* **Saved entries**
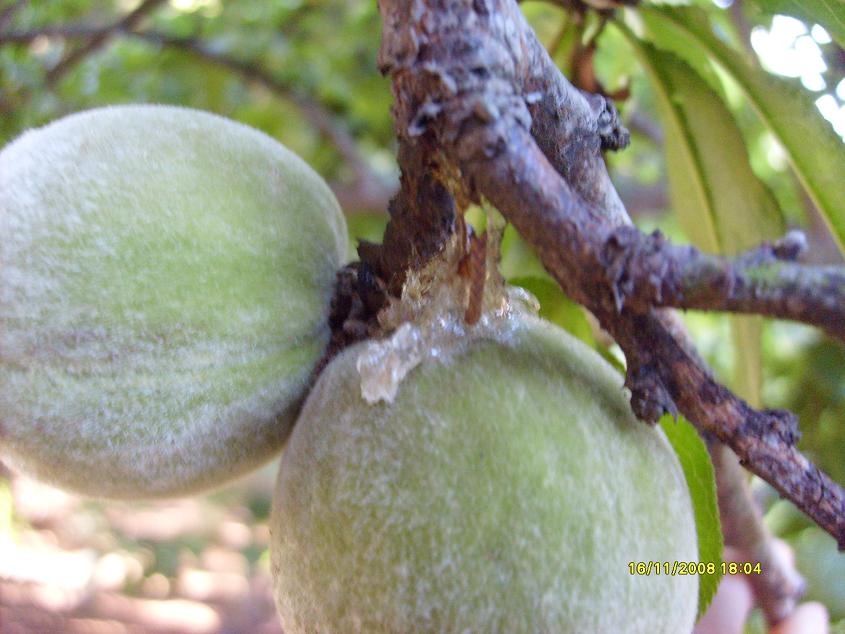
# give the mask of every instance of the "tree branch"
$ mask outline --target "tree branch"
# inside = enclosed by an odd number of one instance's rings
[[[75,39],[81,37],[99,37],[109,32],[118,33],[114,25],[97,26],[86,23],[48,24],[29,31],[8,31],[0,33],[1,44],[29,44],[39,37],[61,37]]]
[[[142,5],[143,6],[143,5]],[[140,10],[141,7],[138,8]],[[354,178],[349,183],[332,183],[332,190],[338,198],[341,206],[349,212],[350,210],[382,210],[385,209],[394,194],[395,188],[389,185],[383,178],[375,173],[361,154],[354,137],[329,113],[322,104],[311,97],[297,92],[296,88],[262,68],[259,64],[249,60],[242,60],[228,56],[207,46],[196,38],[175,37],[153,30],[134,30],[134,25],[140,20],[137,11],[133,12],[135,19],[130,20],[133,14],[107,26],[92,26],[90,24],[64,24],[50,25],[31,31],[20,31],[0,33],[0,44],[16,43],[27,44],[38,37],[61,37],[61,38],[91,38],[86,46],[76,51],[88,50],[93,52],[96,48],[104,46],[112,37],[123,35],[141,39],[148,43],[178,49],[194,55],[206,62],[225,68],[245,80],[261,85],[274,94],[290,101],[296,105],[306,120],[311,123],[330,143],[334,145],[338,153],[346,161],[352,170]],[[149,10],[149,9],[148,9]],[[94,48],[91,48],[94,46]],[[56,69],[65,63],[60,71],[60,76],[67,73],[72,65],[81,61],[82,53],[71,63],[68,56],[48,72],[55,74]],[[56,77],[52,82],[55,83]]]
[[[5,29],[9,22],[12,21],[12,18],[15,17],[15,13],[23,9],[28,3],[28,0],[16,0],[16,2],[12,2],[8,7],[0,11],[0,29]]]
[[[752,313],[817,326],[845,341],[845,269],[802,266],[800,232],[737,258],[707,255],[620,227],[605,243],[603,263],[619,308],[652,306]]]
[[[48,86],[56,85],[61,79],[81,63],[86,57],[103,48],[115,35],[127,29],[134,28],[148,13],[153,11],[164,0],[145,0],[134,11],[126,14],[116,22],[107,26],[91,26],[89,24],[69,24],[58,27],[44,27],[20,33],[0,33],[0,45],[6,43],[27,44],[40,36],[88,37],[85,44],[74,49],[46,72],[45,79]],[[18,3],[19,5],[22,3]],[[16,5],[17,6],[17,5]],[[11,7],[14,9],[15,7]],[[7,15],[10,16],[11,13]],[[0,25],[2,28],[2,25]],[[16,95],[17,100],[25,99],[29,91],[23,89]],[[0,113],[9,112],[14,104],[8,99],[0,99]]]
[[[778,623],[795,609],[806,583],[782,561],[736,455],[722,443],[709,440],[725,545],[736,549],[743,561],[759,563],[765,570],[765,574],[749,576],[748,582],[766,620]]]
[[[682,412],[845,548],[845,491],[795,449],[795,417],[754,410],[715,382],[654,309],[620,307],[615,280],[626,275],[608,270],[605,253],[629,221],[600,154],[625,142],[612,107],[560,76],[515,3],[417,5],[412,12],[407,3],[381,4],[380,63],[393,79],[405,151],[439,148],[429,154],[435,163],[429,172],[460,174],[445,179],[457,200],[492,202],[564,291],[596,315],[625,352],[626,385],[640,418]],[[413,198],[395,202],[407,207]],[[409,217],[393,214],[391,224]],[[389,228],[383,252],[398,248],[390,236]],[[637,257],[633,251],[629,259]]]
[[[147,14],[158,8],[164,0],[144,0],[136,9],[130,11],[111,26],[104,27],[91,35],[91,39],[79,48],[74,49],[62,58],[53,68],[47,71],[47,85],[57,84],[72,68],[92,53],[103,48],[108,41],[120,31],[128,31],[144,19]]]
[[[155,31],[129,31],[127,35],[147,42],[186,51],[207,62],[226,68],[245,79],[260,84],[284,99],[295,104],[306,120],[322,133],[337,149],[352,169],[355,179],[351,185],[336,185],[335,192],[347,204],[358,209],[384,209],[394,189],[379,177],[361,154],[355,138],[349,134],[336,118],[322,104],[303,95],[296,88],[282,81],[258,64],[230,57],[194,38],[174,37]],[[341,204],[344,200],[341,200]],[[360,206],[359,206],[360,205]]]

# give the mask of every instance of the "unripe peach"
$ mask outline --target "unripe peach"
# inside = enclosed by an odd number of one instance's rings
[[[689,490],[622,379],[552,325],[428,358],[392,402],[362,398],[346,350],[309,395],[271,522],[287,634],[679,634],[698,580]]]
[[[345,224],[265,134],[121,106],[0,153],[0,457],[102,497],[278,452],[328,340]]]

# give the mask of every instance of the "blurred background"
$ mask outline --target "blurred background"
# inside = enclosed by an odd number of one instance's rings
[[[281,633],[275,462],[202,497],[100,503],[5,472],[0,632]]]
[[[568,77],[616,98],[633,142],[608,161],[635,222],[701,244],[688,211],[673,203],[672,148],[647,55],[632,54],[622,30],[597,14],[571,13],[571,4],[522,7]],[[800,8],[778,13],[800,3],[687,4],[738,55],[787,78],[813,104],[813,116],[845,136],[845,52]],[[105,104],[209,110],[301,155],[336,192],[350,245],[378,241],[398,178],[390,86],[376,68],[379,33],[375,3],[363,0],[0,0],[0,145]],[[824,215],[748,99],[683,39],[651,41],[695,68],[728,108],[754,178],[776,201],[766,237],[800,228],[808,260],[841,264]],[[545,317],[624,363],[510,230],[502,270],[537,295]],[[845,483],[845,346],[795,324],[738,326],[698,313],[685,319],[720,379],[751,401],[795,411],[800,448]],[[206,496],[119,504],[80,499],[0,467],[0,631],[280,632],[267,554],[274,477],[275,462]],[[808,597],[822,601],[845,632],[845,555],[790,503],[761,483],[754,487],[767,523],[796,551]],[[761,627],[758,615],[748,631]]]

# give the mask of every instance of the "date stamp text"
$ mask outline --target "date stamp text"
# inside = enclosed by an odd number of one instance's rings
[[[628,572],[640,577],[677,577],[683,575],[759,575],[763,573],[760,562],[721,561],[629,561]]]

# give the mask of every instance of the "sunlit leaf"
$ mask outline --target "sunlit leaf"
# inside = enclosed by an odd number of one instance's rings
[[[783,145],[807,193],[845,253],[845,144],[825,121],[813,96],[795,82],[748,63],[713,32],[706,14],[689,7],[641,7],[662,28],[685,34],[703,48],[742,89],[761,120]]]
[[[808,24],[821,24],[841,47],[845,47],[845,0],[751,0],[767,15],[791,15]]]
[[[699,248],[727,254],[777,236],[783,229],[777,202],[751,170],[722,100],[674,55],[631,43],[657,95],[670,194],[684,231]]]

* **Exercise directions**
Every line in the data above that contains "tree" needs to be copied.

* **The answer**
# give the mask of every instance of the "tree branch"
$ mask outline --target "tree branch"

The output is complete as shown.